The Russia-based Kontinental Hockey League started play on Sept. 2 with a game in Moscow between Red Army Moscow (CSKA) and Ak Bars Kazan. The KHL is running a full regular season this year, extending into February. The Russian Federation and most other states with teams represented in the KHL have handled the spread and containment of COVID-19, so unlike North American sports leagues, there are fans in the stands. The opening day game at CSKA arena had about half of the 12,000 seats with fans in them. You can buy tickets to any arena in the KHL and see an ice hockey game in person, something unthinkable to many of us right now.
The week before the regular season play started, the league’s four Moscow based teams took to the ice for the Moscow City Mayor’s Cup. The Mayor’s Cup has been a regular preseason tournament featuring Red Army Moscow, Vityaz Podolsk, Dinamo Moscow and Spartak Moscow. Vityaz is the first team based outside of Moscow to compete in this tournament, as the team is based in Podolsk, a suburb of Moscow. This tournament presented interesting challenges for the teams, as all four had bouts of COVID-19 spread through their ranks during preseason training. CSKA went into the tournament with no preseason games nor training camps. Sergey Sobyanin, mayor of Moscow City, spoke about the irregularity of the situation during his opening ceremony speech.

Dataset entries

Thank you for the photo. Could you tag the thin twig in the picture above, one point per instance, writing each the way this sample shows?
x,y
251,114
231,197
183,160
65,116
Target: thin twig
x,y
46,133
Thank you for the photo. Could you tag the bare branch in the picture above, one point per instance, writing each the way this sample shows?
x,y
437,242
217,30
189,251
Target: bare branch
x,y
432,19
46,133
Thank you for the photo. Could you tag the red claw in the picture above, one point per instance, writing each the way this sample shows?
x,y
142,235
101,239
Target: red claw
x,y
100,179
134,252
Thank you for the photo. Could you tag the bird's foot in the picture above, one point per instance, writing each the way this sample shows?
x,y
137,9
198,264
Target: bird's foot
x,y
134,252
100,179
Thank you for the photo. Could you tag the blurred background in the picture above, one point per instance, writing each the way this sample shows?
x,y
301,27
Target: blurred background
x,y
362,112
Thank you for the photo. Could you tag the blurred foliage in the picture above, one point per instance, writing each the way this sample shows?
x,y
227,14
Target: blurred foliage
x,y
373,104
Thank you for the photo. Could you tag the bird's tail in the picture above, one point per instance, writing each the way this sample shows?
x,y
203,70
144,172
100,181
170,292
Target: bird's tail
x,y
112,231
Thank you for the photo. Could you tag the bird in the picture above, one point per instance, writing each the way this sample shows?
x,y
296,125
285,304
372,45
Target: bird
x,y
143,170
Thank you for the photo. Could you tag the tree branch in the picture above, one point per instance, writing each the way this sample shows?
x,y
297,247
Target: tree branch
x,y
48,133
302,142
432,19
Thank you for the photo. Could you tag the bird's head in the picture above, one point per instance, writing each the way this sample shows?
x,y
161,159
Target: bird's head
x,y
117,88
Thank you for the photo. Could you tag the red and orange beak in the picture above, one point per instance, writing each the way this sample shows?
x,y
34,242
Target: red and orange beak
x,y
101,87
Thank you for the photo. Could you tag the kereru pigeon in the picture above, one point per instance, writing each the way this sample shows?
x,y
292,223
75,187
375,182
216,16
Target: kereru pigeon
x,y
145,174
==
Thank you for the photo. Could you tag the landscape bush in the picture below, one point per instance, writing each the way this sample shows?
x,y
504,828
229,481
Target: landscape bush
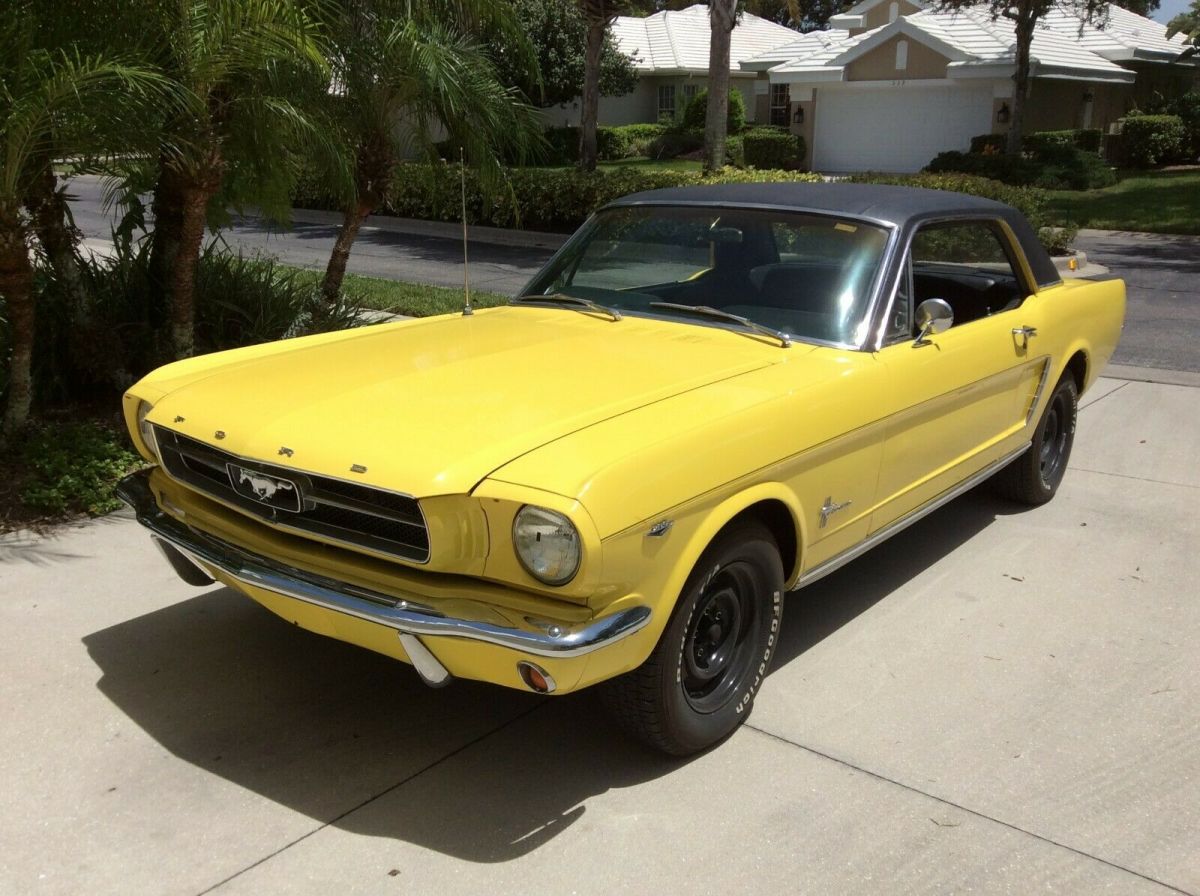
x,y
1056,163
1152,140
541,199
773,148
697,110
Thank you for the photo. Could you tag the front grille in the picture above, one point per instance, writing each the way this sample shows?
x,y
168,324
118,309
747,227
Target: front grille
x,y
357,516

• [INSTRUCTIONS]:
• 1. In the KHL passage, which two teams played the opening game on Sept. 2?
• 2. Restate word for word the stretch of the KHL passage from "The Russia-based Kontinental" through "us right now.".

• [ANSWER SET]:
• 1. Red Army Moscow (CSKA) and Ak Bars Kazan.

• 2.
The Russia-based Kontinental Hockey League started play on Sept. 2 with a game in Moscow between Red Army Moscow (CSKA) and Ak Bars Kazan. The KHL is running a full regular season this year, extending into February. The Russian Federation and most other states with teams represented in the KHL have handled the spread and containment of COVID-19, so unlike North American sports leagues, there are fans in the stands. The opening day game at CSKA arena had about half of the 12,000 seats with fans in them. You can buy tickets to any arena in the KHL and see an ice hockey game in person, something unthinkable to many of us right now.